Excerpt provided =

# # # #

I haven’t talk to him much at all in the past year. A few lunches here and there. I’ve tried more than once to make plans, and he agrees that we should do something soon, but does not want to commit and never tries to contact me to do anything. He hasn’t met Minako, who I’ve been seeing for almost a year. He hasn’t seen my apartment where I have been living for over a year. When I ask him when he will get a chance to do those things he says “Probably never.”

Here is a case, not of someone abruptly changing the terms of the friendship, but reluctant to change them at all. Prime has always been this was. And may always be.

The rest of my friends are, for one reason or another, reluctant to hang out as well. I talk to Pooh Bear on MSN all the time, which often leads to misunderstandings due to lack of face-to-face activity, but she is working full-time, and finds it hard to bring herself to get out. Speed (you remember him, don’t you?) is relatively new as a friend, and like Prime, won’t commit to things. He said, at the beginning of the baseball season, that we should hang out and watch a game sometime. After several attempts to get something together, baseball season is now over, and he hasn’t been around. Rockzilla is a go with the flow guy whose efforts have been thwarted so many times that, if he does make an effort, it’s either on a whim, or on a commitment he made on a whim. I appreciate him, but he’s not exactly the go to guy when I want to just hang out. Hanging out with him is more of an event. Phil Ken Sebben is AWOL most of the time, but he lives in Southern Ontario and is only there half the time because he travels on business all the time. And then there’s…

No wait, that’s it.

Shitty.

In moments of hurt and disappointment, I think my friends are shitty assholes. But really, they aren’t. They just want different things from our relationship, or don’t feel like they are in a position to give me what I am looking for right now.

Which is what exactly? Here’s my checklist for my wet-dream of a friend:

Someone I can talk to about baseball, romantic entanglements, sex, writing, religion, etc. Doesn’t have to be knowledgeable in all categories, just interested enough to talk about it. Could even do without one or two.

Someone who is interested in hanging out from time to time, going to see a movie, going to see a band, getting together with a group for drinks, etc.

Someone who will call and ask me to do things. Different than the last one. I have had so few friends who actually initiate encounters and I am tired of chasing people.

Someone who wants to come over and just hang out without big plans or fanfare.

One of the things I read somewhere is that, as adults grow older, they increasingly view their friendships as expendable, a luxury that isn’t necessary, something that can be sacrificed. While there is a higher percentage of men who feel this way, women are not far behind. Maybe in another blog I’ll rant about how it is a combination of capitalism and the exploitation of the Puritan work ethic by corporations that leads to this perception of intimate relationships outside of romance.

Right now I’m just sad.

22 Comments:

Anonymous Anonymous said...

Yeah, I'm sad too. Why aren't we hanging out being sad together? Oh yeah, that would be my fault.

# # # #

(Data pulled from a collection)
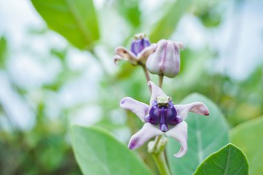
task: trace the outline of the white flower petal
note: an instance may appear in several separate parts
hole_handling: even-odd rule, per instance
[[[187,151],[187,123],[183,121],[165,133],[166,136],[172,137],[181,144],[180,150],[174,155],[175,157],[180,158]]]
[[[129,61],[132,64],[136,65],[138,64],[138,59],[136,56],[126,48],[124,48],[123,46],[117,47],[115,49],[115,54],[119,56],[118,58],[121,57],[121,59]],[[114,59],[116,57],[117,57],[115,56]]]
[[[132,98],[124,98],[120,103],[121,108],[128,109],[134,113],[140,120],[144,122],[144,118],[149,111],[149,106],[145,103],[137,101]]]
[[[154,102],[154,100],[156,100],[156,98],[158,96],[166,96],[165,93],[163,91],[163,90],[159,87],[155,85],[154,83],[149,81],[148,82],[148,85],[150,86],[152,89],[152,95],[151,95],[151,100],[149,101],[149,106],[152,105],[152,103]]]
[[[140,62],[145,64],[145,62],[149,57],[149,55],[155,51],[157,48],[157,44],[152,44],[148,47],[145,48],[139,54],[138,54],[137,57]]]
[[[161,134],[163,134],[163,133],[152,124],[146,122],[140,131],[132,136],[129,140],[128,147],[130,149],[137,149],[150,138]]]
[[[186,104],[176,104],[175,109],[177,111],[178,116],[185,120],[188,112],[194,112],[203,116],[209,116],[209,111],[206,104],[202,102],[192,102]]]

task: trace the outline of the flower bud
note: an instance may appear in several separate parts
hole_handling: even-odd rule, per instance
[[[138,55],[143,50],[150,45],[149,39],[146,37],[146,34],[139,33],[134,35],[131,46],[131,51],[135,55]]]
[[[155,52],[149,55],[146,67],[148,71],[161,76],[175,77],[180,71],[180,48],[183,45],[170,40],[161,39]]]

# # # #

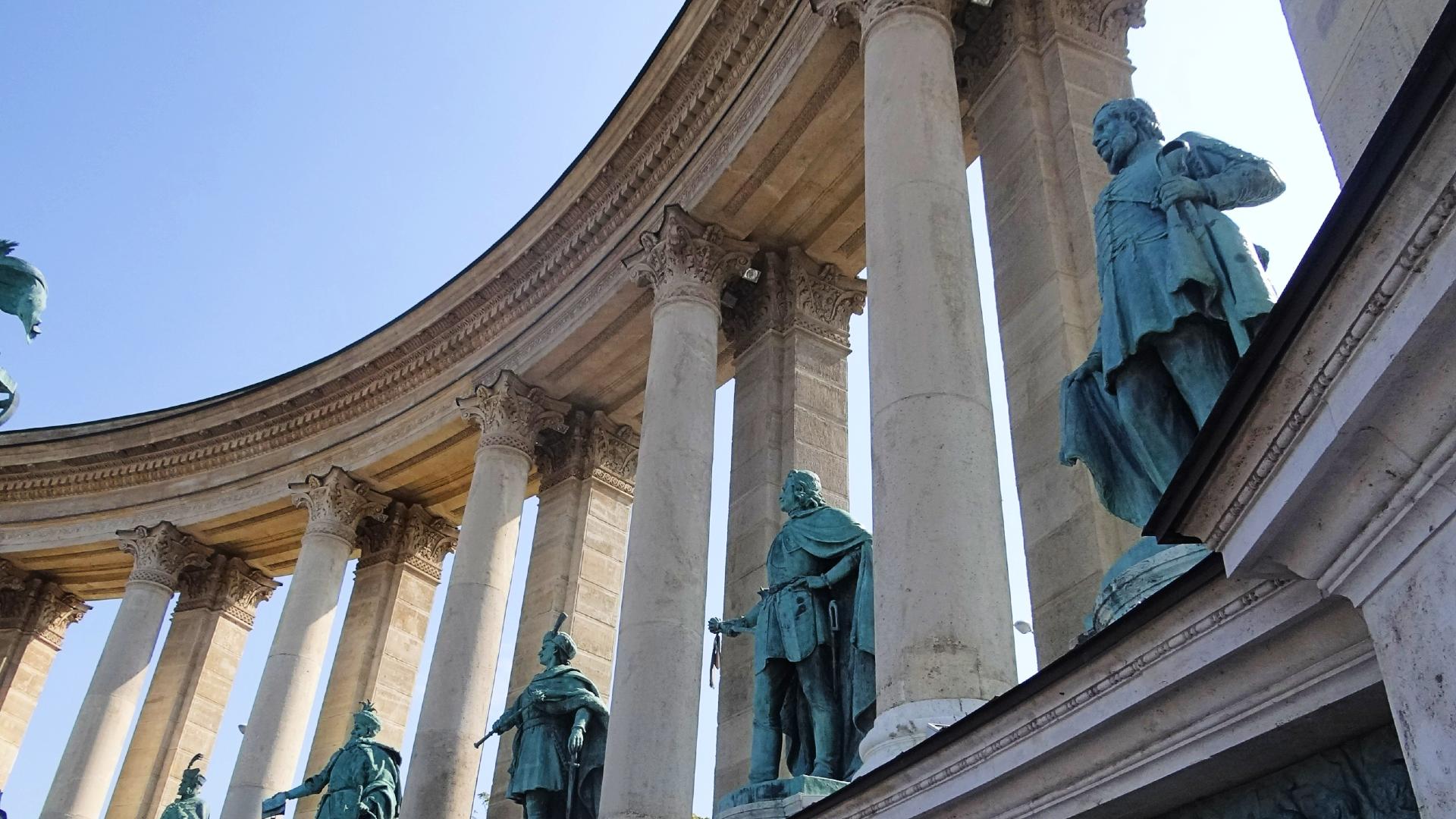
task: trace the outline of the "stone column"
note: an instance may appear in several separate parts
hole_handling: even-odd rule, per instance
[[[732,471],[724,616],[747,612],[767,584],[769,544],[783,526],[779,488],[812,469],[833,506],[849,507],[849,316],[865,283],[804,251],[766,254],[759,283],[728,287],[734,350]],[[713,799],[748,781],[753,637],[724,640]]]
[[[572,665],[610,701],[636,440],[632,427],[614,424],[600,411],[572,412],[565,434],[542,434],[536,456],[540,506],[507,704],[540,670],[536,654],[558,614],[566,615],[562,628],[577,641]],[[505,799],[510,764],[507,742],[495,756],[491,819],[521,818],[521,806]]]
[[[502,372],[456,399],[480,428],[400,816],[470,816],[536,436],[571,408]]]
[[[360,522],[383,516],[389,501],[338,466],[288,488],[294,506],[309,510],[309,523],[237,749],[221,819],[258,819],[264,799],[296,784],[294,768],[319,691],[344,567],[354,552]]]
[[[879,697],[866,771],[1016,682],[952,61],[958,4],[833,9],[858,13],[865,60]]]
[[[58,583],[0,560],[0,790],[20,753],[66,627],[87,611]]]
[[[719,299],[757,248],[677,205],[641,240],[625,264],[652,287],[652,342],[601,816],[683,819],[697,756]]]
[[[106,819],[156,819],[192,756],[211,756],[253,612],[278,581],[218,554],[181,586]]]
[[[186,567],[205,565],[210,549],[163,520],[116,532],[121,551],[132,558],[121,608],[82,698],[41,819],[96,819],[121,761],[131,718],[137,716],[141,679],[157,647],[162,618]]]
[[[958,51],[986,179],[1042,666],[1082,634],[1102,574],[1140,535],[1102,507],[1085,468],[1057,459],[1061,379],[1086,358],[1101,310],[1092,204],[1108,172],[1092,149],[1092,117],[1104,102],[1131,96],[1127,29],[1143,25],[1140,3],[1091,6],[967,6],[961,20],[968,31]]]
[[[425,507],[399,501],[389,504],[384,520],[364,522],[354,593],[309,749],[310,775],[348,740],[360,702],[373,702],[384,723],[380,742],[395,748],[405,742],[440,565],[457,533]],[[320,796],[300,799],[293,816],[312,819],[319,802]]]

# # # #

What the exercise asks =
Print the stretch of the blog post about friendship from "Someone who wants" through "I’m just sad.", word for word. You won't need the items for anything here.

Problem solution =
Someone who wants to come over and just hang out without big plans or fanfare.

One of the things I read somewhere is that, as adults grow older, they increasingly view their friendships as expendable, a luxury that isn’t necessary, something that can be sacrificed. While there is a higher percentage of men who feel this way, women are not far behind. Maybe in another blog I’ll rant about how it is a combination of capitalism and the exploitation of the Puritan work ethic by corporations that leads to this perception of intimate relationships outside of romance.

Right now I’m just sad.